::: RECORDS FOR PROCESSING
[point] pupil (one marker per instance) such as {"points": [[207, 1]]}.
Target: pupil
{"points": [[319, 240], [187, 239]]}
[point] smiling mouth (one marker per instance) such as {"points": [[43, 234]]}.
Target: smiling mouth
::::::
WHAT IS EXPECTED: Reproduce every line of the listing, substituting "one marker per occurrence" for "one marker per instance" wherever it occurs and leaving all other text unchanged.

RESPONSE:
[point] pupil (one marker per occurrence) such as {"points": [[207, 1]]}.
Target: pupil
{"points": [[319, 240], [187, 239]]}
[point] smiling mouth (one marker per occurrence) such as {"points": [[43, 234]]}.
Target: smiling mouth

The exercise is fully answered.